→ Passage given:
══════════════════════════════

Getting all your daemons in a row
To work with NFS, you will need the following daemons (memory-resident programs) running on both servers and clients:
  • portmap—Accepts remote requests for information and guides these requests to the appropriate port.
  • rpc.mountd—Enables the system to mount and unmount remote NFS directories.
  • nfsd—Serves as the NFS daemon proper.

You should configure all the machines on your network so that they start these daemons at the beginning of each session. On Red Hat systems, you do this with the /usr/sbin/setup utility, a text-mode utility that enables you to specify which system services you want to run. Make sure that your system is running the following services: netfs, nfs, nfslock, portmap, rstatd, and ruserd. (Note: If any of these options aren't available on the Setup program menu, you need to install the RPM packages for these services.) Other distributions let you specify which services run automatically on startup; check your distribution's documentation to find out which utility to run.

To make sure you're running the needed utilities, you can run the startup scripts with the status option. First, switch to the directory where network scripts are stored. On Red Hat and kindred systems, this directory is /etc/rc.d/init.d. Next, type ./portmap status and press [Enter]. You should see a message stating that portmap is running. If not, type ./portmap startup and press [Enter].

Now, type ./nfs status and press [Enter]. You should see a message informing you that rpc.mountd and nfsd are running. If not, type ./nfs start and press [Enter].

At this point, you should have everything running. Just to be sure, type /usr/sbin/rpcinfo -p and press [Enter]. You should see a list of all the running daemons, including their version numbers and the protocol they're using. If you see an error message such as can't contact portmapper, Connection refused, or PROG NOT REGISTERED, it means portmap isn't running or your /etc/hosts.deny and /etc/hosts.allow files aren't properly configured. Check your configuration, and then restart your system and try the above steps again.

Configuring /etc/exports
Now that you're sure you have all the daemons working, it's time to specify which directories you want to make available. When you do, you can also specify which clients will be able to access these directories.

To configure /etc/exports, begin by opening a terminal window and switching to superuser (type su followed by your password). Next, use your favorite text editor to open /etc/exports. On a blank line, type the name of the directory you want to export, followed by a space, and the IP address of the client or clients to which you want to make the directory available. After the IP address, place the export options you want within parentheses. Here's an example:
/home/suzanne 192.168.100.33(rw)

══════════════════════════════

→ Listing:

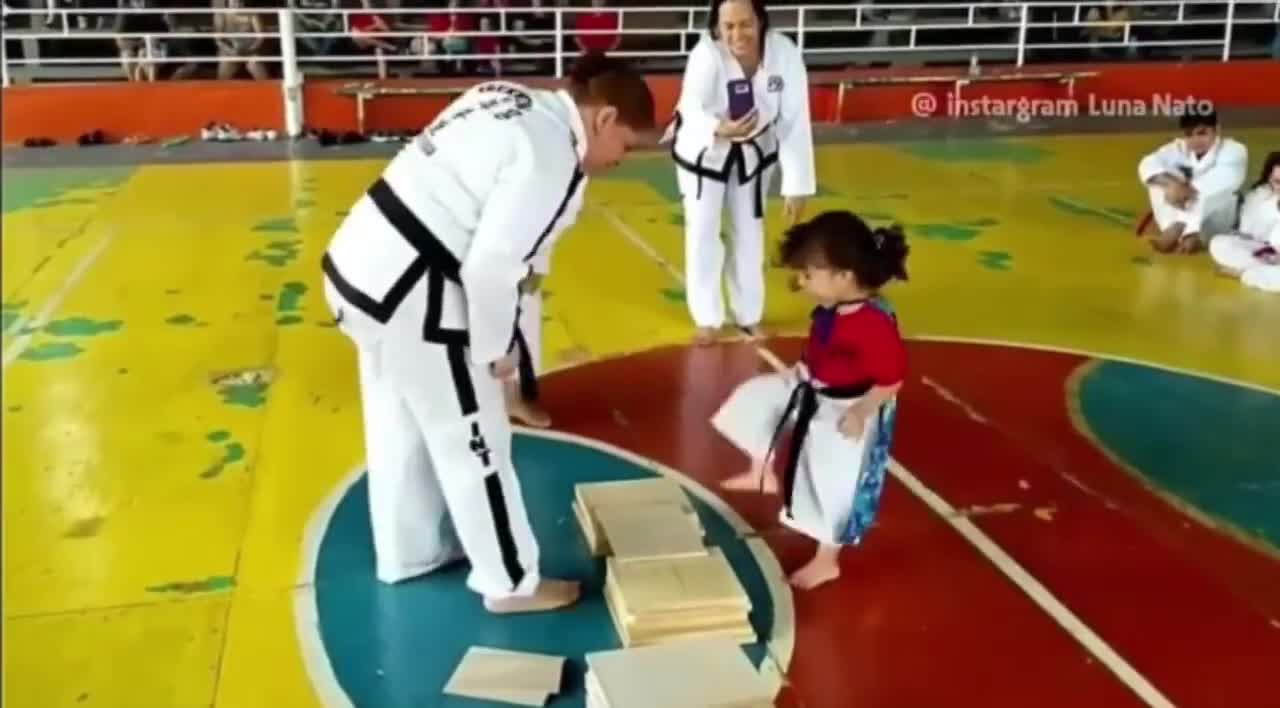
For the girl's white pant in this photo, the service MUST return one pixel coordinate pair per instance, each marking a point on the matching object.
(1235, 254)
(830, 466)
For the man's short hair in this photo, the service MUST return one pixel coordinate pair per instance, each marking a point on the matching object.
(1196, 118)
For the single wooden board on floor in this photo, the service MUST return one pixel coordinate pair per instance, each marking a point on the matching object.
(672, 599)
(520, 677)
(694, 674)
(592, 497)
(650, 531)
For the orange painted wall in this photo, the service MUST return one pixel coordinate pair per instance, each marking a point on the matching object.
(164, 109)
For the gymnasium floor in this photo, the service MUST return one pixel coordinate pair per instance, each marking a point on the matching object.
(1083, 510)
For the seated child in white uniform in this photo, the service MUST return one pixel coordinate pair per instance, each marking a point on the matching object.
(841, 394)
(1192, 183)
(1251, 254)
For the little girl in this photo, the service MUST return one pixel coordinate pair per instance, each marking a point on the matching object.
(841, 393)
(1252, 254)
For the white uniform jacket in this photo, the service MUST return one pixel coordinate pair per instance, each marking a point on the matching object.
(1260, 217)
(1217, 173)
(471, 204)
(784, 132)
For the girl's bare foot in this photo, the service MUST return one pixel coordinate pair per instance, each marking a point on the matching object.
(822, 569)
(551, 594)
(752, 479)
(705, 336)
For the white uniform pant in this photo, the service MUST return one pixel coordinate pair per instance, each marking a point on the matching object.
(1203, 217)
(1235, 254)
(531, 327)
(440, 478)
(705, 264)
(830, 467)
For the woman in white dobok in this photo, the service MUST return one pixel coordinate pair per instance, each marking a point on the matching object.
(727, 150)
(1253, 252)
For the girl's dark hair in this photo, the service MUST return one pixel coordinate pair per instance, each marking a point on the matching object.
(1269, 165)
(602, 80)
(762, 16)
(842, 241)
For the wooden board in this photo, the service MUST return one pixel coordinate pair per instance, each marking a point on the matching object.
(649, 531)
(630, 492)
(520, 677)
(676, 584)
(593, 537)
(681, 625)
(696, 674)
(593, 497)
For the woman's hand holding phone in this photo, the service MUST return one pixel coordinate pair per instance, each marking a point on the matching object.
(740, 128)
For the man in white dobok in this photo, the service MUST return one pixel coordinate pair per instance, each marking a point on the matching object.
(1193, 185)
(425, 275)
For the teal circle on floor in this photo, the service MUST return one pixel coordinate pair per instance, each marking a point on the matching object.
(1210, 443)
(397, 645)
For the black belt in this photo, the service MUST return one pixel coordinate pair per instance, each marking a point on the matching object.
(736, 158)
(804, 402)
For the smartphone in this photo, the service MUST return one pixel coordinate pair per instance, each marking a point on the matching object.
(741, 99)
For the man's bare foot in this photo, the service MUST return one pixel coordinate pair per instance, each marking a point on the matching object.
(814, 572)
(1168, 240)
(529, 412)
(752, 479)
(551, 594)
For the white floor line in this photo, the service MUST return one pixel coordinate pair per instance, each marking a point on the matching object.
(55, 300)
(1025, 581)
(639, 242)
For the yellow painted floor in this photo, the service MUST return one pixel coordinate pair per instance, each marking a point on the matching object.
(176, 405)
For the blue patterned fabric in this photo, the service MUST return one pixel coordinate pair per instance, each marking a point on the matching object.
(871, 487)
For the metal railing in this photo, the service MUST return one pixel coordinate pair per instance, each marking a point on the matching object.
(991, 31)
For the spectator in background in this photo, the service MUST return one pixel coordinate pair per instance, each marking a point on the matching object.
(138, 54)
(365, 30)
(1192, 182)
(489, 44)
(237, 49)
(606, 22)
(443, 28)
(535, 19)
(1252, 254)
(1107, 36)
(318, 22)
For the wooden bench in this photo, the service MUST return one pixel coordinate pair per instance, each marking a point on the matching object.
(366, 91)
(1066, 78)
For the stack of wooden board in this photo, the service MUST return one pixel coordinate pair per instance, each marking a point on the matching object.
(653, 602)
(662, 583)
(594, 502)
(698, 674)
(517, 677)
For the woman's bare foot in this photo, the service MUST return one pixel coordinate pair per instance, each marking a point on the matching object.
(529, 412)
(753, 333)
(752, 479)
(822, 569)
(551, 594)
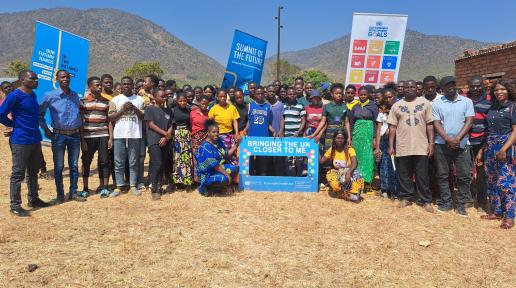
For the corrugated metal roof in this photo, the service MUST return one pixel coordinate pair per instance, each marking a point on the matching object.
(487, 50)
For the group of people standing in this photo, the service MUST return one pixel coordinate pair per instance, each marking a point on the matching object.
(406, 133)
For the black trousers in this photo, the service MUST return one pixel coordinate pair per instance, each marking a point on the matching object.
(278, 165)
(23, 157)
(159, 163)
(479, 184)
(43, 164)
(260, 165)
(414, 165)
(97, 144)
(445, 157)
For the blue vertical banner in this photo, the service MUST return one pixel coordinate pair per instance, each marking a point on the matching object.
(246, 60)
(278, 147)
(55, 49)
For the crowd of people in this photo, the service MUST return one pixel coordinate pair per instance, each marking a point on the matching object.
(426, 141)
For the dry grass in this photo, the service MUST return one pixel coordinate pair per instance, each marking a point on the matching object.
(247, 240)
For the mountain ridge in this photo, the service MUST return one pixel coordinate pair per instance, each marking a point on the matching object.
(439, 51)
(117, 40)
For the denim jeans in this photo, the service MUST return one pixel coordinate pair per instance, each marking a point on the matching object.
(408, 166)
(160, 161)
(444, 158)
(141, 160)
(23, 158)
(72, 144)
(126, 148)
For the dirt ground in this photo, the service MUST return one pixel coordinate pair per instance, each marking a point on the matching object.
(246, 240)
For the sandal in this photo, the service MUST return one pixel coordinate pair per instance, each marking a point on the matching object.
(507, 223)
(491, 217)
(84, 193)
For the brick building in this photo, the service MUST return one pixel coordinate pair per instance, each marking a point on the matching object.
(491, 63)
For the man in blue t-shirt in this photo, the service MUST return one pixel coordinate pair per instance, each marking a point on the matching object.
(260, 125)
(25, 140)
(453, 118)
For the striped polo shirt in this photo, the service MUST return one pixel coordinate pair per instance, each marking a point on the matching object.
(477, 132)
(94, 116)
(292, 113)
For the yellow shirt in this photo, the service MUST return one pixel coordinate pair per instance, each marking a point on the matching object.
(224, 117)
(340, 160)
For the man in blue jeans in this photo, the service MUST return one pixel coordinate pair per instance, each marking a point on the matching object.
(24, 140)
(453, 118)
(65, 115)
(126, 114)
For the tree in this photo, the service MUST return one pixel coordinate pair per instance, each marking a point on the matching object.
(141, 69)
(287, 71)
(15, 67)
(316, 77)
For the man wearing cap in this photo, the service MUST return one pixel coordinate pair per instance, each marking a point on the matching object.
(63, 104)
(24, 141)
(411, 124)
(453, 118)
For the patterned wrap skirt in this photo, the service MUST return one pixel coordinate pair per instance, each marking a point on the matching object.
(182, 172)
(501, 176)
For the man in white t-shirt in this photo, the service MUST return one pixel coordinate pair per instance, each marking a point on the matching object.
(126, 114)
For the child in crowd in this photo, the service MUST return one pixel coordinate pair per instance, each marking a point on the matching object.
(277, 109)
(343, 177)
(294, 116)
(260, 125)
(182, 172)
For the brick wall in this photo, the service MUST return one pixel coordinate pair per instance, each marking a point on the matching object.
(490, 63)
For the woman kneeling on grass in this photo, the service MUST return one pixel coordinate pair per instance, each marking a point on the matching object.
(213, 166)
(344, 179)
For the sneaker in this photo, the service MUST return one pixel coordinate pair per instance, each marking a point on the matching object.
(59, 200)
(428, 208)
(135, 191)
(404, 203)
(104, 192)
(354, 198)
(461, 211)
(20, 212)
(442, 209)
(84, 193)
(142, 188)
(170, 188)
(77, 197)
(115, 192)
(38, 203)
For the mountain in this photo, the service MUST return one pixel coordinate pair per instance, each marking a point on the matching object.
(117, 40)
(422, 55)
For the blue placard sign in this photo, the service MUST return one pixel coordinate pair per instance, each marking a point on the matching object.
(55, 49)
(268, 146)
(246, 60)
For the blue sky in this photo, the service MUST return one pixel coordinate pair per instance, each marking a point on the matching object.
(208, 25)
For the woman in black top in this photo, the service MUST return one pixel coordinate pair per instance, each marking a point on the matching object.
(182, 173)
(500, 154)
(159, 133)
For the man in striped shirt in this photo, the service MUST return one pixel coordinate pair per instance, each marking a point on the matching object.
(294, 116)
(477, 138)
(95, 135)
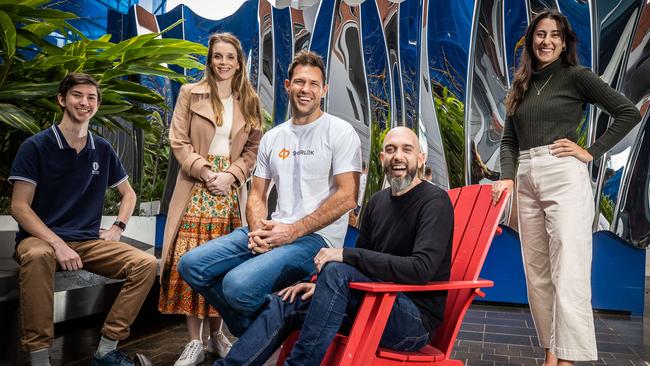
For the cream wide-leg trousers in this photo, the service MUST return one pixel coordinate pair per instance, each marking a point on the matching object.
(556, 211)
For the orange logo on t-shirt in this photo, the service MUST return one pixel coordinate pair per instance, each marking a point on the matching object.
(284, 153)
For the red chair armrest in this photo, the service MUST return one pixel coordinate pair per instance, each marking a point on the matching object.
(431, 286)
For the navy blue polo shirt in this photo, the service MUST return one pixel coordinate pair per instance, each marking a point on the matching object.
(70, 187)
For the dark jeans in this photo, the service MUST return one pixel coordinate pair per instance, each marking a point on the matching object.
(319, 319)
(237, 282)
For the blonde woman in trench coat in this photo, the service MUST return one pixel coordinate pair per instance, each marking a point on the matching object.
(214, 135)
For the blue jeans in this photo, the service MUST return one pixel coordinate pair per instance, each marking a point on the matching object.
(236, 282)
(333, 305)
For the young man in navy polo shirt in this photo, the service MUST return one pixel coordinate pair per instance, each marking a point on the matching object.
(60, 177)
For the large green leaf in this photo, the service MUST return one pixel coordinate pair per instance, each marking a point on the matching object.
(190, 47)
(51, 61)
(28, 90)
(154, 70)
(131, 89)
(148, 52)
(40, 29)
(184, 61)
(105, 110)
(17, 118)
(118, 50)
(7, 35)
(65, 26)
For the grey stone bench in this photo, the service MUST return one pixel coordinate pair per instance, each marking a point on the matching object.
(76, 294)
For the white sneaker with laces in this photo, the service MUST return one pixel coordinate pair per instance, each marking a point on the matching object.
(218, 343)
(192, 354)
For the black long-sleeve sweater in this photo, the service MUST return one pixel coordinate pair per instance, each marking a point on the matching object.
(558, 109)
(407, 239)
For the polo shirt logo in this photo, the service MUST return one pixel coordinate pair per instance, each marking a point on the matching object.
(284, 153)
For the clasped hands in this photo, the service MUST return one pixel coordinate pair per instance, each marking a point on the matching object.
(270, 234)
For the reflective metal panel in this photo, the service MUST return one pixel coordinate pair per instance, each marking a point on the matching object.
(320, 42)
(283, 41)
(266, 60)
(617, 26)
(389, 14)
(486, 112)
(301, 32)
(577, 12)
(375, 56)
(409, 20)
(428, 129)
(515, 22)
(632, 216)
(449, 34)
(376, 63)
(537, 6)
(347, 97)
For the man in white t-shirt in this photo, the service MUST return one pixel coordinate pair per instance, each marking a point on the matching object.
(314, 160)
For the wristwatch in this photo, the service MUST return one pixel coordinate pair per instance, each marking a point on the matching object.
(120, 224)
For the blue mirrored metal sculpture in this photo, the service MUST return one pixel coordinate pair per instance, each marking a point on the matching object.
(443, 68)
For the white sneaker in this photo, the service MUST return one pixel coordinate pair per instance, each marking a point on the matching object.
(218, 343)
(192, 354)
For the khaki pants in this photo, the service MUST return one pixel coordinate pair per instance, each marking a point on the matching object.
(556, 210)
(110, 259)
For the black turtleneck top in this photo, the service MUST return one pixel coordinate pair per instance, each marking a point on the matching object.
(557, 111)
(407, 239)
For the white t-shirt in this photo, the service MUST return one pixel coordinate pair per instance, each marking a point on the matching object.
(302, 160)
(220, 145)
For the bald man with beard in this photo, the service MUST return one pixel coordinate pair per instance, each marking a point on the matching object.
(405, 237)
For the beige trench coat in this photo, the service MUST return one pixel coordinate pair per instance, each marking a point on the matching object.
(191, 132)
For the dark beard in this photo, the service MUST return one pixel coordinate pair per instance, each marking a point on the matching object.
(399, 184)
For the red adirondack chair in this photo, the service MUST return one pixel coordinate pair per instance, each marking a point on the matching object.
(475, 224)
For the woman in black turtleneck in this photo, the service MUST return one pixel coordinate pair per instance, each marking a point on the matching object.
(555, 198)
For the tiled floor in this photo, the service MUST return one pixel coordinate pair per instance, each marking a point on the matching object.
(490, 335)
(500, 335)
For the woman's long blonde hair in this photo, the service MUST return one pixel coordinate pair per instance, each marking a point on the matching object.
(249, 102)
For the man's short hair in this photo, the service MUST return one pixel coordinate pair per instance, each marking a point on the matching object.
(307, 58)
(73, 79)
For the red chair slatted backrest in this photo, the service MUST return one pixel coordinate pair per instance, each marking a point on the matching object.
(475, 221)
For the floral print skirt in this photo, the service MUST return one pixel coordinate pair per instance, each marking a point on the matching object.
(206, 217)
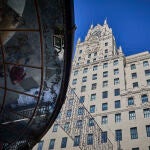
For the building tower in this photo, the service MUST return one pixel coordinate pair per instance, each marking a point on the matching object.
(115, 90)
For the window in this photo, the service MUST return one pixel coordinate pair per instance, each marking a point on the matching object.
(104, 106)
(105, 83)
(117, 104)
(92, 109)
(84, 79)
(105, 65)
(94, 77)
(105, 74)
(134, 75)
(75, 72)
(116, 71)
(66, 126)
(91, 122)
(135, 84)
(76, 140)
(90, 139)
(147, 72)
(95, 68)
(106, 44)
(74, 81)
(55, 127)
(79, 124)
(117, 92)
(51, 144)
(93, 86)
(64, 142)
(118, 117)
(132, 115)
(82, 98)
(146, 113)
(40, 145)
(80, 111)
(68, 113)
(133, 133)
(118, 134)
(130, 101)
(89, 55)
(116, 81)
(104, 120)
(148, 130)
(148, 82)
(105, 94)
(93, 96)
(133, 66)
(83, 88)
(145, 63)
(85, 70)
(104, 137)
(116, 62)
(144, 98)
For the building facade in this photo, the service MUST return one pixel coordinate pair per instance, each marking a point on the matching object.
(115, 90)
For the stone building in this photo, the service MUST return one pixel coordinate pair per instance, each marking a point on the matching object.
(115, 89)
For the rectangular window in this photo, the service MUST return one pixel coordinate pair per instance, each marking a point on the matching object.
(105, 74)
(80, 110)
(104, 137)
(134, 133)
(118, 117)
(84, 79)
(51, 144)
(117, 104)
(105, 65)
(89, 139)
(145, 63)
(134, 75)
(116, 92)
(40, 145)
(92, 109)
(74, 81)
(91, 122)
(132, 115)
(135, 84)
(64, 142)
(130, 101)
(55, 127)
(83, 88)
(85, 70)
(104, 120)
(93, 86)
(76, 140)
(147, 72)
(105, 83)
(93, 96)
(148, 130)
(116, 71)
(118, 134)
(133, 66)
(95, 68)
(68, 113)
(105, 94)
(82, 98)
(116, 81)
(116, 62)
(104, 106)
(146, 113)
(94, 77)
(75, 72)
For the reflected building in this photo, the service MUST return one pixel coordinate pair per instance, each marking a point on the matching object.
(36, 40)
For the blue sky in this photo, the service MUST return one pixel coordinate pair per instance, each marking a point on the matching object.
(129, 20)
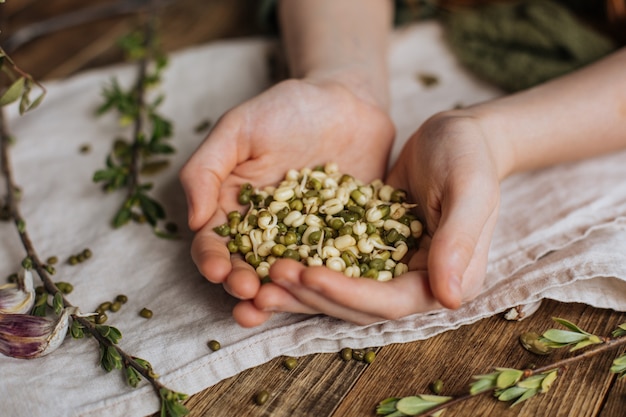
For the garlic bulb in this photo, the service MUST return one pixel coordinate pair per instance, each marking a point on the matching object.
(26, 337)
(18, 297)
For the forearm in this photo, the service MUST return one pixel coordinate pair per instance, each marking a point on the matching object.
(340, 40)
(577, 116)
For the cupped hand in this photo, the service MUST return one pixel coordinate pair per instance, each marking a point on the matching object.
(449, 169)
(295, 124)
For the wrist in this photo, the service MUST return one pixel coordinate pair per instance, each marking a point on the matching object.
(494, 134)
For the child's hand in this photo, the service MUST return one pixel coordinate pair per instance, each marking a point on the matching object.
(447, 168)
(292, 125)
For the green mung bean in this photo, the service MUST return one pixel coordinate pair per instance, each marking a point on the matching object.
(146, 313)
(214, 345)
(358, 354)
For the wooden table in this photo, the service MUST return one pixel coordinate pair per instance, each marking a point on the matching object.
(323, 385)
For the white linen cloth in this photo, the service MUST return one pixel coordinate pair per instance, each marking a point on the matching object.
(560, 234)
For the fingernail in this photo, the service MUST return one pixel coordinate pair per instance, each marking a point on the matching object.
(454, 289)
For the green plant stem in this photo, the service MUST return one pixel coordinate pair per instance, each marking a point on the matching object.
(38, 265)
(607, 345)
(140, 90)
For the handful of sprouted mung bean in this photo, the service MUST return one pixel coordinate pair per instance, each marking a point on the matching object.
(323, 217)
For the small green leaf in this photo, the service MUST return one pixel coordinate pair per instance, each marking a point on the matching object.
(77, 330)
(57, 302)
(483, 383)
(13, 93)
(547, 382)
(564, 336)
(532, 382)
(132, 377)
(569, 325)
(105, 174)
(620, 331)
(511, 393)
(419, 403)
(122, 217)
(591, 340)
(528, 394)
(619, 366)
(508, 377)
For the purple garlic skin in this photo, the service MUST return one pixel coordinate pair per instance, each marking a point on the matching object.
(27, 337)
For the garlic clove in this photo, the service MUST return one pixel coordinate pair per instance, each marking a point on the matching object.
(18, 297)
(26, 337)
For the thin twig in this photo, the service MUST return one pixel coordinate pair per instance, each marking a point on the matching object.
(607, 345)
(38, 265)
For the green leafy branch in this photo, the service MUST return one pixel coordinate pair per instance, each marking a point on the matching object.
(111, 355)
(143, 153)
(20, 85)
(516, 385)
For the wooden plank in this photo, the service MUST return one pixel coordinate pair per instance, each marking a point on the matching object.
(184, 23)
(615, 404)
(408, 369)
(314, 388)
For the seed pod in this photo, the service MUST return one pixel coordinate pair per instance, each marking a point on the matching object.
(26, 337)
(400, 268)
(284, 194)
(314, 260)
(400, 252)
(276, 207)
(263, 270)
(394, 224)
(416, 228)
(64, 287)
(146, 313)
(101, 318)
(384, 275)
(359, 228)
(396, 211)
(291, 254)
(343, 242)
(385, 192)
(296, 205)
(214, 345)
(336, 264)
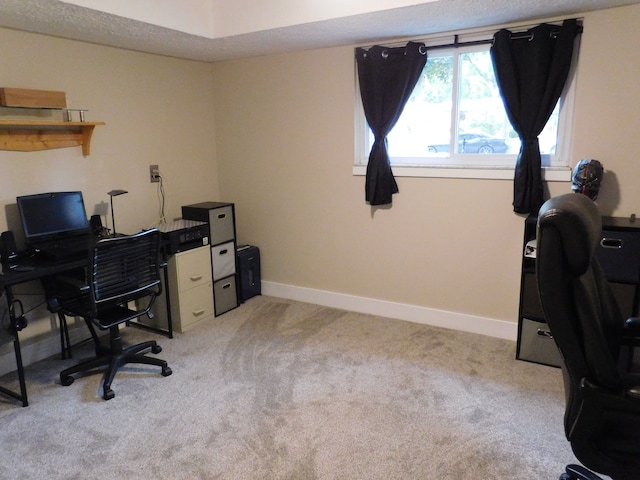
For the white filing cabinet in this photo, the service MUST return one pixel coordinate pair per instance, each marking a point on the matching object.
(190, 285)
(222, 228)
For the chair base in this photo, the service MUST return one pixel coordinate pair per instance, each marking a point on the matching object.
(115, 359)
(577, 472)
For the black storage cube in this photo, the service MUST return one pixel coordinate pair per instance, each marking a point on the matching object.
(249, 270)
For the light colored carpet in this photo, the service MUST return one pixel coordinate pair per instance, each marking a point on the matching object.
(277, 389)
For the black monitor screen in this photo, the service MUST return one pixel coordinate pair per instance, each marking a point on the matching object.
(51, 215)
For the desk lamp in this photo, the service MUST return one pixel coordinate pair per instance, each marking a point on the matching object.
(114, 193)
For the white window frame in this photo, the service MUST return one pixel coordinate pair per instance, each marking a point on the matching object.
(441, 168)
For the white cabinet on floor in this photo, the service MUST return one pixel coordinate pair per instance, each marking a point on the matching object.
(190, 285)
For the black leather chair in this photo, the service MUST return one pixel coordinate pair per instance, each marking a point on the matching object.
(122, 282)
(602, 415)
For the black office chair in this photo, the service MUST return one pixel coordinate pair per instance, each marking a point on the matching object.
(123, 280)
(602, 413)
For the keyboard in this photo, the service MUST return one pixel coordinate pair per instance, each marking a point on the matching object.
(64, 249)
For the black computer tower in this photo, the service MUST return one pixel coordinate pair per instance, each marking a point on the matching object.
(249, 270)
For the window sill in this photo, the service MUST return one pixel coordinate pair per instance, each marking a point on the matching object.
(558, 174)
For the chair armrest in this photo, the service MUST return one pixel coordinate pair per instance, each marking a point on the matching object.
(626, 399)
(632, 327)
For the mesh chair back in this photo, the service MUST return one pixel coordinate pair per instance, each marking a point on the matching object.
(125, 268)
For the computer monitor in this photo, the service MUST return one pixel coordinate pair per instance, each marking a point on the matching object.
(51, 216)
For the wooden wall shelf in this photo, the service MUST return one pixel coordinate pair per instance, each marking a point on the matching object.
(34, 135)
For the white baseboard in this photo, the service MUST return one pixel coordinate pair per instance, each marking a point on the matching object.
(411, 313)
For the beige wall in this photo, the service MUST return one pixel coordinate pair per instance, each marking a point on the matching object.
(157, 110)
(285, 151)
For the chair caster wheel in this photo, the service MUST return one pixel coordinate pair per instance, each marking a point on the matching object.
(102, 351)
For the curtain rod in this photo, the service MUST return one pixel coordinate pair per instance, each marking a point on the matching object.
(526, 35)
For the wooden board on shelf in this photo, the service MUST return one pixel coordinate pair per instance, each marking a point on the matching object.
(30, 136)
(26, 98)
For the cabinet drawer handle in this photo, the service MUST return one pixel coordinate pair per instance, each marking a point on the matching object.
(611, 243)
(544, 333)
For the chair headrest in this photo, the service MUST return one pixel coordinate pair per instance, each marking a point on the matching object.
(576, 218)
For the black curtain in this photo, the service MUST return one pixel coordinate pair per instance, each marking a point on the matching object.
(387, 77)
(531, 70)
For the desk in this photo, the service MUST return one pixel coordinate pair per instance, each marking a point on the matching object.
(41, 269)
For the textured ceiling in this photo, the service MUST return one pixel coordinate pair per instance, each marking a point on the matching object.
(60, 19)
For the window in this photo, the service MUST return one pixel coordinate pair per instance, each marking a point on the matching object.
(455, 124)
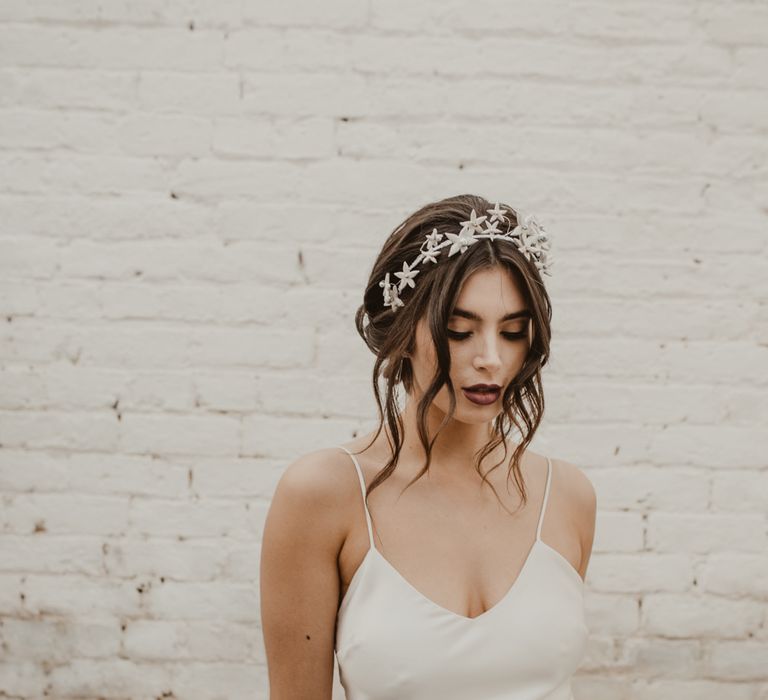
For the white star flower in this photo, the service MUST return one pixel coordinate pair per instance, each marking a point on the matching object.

══════════════════════════════

→ Actions to take:
1. From the NFS setup text, copy the part from "Getting all your" to "the appropriate port." word for word.
2. According to the NFS setup text, which directory holds the network scripts on Red Hat systems?
3. Condense the paragraph of the NFS setup text that begins "At this point, you should have everything running" into a short list that keeps its main facts.

→ Answers provided:
1.
Getting all your daemons in a row
To work with NFS, you will need the following daemons (memory-resident programs) running on both servers and clients:
  • portmap—Accepts remote requests for information and guides these requests to the appropriate port.

2. /etc/rc.d/init.d

3.
- Type /usr/sbin/rpcinfo -p and press [Enter] to confirm everything is running.
- The output lists all running daemons with their version numbers and protocols.
- Errors such as can't contact portmapper, Connection refused, or PROG NOT REGISTERED mean portmap isn't running or /etc/hosts.deny and /etc/hosts.allow aren't configured properly.
- In that case, check the configuration, restart the system, and repeat the earlier steps.